>>>>>

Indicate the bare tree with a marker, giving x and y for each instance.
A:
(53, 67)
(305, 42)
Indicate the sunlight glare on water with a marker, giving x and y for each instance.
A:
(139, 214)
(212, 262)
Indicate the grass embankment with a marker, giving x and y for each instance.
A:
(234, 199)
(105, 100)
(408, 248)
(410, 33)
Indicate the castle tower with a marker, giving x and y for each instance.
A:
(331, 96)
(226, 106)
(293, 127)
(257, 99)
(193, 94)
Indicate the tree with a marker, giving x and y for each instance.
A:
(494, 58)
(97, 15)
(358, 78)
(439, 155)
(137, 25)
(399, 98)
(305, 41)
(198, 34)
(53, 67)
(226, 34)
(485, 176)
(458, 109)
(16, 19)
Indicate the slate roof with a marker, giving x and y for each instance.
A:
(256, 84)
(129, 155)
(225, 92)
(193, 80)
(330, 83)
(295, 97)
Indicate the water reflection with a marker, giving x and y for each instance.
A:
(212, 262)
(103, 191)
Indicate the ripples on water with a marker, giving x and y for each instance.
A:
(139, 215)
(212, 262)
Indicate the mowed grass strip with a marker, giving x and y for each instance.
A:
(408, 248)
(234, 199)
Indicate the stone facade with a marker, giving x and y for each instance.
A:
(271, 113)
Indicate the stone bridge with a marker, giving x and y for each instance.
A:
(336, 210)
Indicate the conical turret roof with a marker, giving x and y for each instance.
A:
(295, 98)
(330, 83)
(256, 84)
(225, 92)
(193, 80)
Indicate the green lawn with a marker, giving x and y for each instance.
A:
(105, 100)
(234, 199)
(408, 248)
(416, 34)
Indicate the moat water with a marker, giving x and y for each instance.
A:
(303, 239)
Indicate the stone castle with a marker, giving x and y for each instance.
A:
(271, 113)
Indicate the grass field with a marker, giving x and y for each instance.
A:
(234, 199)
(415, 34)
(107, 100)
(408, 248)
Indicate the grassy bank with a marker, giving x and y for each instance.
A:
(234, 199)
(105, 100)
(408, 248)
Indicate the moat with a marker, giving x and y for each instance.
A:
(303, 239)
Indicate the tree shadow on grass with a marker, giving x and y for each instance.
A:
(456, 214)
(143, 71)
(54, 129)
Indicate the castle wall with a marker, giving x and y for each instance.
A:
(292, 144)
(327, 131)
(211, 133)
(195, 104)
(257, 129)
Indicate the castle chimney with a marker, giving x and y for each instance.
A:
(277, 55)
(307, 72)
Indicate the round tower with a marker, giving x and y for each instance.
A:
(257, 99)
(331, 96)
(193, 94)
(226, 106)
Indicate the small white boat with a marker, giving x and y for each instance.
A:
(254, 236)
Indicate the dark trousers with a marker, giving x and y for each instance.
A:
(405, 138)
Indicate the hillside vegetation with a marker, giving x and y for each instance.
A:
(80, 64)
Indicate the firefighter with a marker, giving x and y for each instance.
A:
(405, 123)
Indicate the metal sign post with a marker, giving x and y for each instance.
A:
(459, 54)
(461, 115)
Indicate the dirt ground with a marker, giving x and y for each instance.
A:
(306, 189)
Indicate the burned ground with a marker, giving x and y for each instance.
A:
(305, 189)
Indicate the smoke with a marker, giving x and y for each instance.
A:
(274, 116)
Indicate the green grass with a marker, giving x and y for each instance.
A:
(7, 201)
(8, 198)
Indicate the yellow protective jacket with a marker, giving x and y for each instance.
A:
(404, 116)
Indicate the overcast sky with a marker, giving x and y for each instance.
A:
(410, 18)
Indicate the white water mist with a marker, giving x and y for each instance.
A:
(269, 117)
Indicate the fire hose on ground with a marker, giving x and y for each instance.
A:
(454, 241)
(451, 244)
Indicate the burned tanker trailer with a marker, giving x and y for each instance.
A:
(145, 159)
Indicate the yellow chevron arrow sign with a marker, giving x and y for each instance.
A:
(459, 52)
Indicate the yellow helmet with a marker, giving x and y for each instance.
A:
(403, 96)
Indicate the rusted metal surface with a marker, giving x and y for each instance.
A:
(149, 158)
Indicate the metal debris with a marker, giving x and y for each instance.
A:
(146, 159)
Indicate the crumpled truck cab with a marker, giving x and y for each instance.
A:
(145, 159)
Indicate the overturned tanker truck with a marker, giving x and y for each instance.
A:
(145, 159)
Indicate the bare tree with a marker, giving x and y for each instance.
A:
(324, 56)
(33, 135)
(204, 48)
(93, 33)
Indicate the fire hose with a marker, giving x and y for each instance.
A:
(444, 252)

<<<<<

## What this task involves
Which lines above carry the string "white"? Copy those lines.

## Response to this exercise
Indicate the small white boat with a marker, giving x and y for each instance.
Indicate the white water mist with a marker, giving x and y for each instance.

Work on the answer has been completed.